### [Provided text]
---+---

Re: The NHS is heading down a hole—should we stop digging?
7 February 2012
In an earlier response to this article, Dr Mathews was absolutely right to highlight the importance of health care rationing to this debate.
I would disagree that the reforms are primarily about rationing however.
Initially, it was claimed we needed reform to reverse the UK’s flagging health outcomes. Enthusiasm for this argument has waned as government claims of poor patient satisfaction, cancer outcomes, and heart disease, have each been shown to be spectacularly false.[1,2,3]
Increasingly, cost-efficiency has been cited as a key objective but this has been contradicted by government action. For example, one of their first initiatives was to create a £50m fund for cancer drugs deemed not cost-effective by NICE, despite the fact this system produces amongst the best, most equitable and most cost-effective outcomes for cancer of all OECD countries.[2] And just recently we learned three tiers of management are to be replaced with five [4] – hardly a stride towards cutting bureaucracy costs.
Rather than being about rationing, these reforms are about blindly pursuing neoliberal, free-market policies. They are an expensive, unnecessary distraction from the essential task of rationing health care in the face of increasingly limited resources. Although markets may occasionally improve quality and micro-efficiency, they cannot be relied upon for the strategic planning needed to ration care equitably and efficiently.

---+---

### [Data]
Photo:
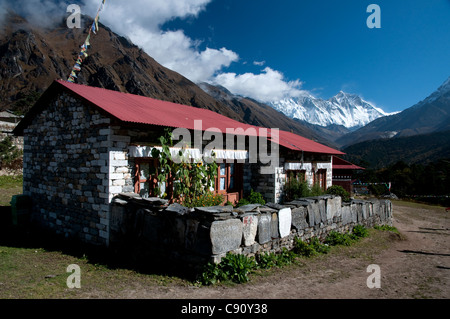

---+---

### [Exercise requirements]
Rewrite the part of the response on NHS reform starting at "I would disagree" and ending at "cutting bureaucracy costs.", with "spectacularly" replaced by "demonstrably".

### [Answer to this problem]
I would disagree that the reforms are primarily about rationing however.
Initially, it was claimed we needed reform to reverse the UK’s flagging health outcomes. Enthusiasm for this argument has waned as government claims of poor patient satisfaction, cancer outcomes, and heart disease, have each been shown to be demonstrably false.[1,2,3]
Increasingly, cost-efficiency has been cited as a key objective but this has been contradicted by government action. For example, one of their first initiatives was to create a £50m fund for cancer drugs deemed not cost-effective by NICE, despite the fact this system produces amongst the best, most equitable and most cost-effective outcomes for cancer of all OECD countries.[2] And just recently we learned three tiers of management are to be replaced with five [4] – hardly a stride towards cutting bureaucracy costs.